> _TEXT PROVIDED_:

When investigating plsY's potential role in antibiotic resistance, researchers should consider:
Experimental design framework:
Compare plsY expression levels between resistant and susceptible strains
Generate plsY overexpression and knockdown models to assess impact on resistance
Perform complementation studies in resistant mutants
Conduct time-kill kinetics under various antibiotic pressures
Membrane-specific considerations:
Analyze changes in membrane phospholipid composition
Assess membrane permeability using fluorescent dyes
Measure changes in membrane potential
Quantify antibiotic accumulation within cells
Resistance mechanism investigation:
Determine if plsY alterations modify drug target accessibility
Assess impact on efflux pump efficiency
Investigate potential metabolic adaptations affecting resistance
Examine changes in cell wall integrity
Clinical relevance assessment:
Analyze plsY sequences in clinical isolates with varying resistance profiles
Correlate plsY polymorphisms with minimum inhibitory concentrations
Test efficacy of combination therapies targeting plsY and established mechanisms
Evaluate fitness costs of resistance-associated plsY mutations
Controls and validation:
Include appropriate susceptible and resistant reference strains
Verify that observed effects are specific to plsY (not polar effects)
Test multiple antibiotics representing different classes
Confirm findings across multiple Salmonella strains
These approaches build upon established methodologies used to study other bacterial components involved in antibiotic resistance and membrane biosynthesis pathways.

> _RECORDED DATA_:

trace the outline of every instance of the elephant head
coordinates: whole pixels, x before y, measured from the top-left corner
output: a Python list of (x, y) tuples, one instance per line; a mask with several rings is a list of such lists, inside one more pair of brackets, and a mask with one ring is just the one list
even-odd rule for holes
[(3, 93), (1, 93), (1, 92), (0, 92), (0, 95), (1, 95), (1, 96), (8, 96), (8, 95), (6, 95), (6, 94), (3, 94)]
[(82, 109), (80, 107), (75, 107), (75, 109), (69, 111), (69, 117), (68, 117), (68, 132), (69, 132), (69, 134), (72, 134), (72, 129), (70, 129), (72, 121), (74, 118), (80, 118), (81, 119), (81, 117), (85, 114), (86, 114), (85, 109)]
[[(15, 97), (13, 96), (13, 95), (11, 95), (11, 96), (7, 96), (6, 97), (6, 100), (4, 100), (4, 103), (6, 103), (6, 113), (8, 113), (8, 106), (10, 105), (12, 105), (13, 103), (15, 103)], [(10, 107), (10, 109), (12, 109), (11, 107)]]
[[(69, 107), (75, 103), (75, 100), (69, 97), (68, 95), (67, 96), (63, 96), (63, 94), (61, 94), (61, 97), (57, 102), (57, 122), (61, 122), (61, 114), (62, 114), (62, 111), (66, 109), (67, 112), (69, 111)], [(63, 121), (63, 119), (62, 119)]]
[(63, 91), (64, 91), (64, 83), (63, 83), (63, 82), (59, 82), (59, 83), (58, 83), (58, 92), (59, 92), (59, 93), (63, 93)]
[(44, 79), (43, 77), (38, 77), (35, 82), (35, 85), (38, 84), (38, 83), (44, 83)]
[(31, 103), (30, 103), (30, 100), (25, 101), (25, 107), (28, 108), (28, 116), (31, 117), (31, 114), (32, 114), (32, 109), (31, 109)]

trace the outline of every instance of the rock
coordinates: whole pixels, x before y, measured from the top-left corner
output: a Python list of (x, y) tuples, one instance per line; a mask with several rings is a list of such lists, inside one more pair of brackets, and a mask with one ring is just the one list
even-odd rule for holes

> _YOUR GOAL_: Can you repeat word for word the part of the passage on plsY and antibiotic resistance from "Test multiple antibiotics" up to and including "membrane biosynthesis pathways."? The data has nothing to do with the passage on plsY and antibiotic resistance.

> _TASK RESULT_:
Test multiple antibiotics representing different classes
Confirm findings across multiple Salmonella strains
These approaches build upon established methodologies used to study other bacterial components involved in antibiotic resistance and membrane biosynthesis pathways.